> [Task directions] Only the last stretch of the records is wanted: restate word for word the line with "Phrase: car on road" and every line after it.

> [Dataset]
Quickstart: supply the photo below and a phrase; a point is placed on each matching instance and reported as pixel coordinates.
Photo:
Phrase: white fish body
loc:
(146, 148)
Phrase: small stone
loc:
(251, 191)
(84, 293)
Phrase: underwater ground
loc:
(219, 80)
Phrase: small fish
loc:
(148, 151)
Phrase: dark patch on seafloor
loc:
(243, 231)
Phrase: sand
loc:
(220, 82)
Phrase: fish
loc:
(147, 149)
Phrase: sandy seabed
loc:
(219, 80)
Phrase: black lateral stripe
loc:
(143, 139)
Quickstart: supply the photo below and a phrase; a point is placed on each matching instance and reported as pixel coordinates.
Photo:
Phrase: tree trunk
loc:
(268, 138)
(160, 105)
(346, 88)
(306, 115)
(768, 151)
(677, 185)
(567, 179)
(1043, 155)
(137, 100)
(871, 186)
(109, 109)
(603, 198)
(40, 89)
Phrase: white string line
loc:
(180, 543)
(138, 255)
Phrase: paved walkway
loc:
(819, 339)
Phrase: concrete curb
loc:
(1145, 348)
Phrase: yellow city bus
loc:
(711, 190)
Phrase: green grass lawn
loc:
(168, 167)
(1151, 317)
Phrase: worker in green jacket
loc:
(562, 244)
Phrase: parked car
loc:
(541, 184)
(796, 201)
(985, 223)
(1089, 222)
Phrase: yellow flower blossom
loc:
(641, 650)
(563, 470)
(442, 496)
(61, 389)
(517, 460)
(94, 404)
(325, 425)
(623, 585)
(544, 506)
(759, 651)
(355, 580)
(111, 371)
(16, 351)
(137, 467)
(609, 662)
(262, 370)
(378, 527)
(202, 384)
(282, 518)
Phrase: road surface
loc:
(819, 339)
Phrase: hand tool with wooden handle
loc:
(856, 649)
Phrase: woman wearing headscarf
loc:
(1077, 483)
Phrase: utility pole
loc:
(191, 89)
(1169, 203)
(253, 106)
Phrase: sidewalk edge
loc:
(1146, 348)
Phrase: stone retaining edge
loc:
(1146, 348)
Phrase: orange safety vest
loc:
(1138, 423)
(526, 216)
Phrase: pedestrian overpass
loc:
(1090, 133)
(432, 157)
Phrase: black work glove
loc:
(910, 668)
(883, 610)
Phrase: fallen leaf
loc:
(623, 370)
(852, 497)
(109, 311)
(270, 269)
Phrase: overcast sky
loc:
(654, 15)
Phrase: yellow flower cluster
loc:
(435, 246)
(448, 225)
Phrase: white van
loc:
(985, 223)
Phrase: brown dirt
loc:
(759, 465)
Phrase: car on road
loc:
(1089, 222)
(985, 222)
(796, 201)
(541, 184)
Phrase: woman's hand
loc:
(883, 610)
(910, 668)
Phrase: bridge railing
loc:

> [Response]
Phrase: car on road
loc:
(1089, 222)
(985, 222)
(796, 201)
(541, 184)
Phrase: woman's hand
loc:
(883, 610)
(910, 668)
Phrase: bridge railing
loc:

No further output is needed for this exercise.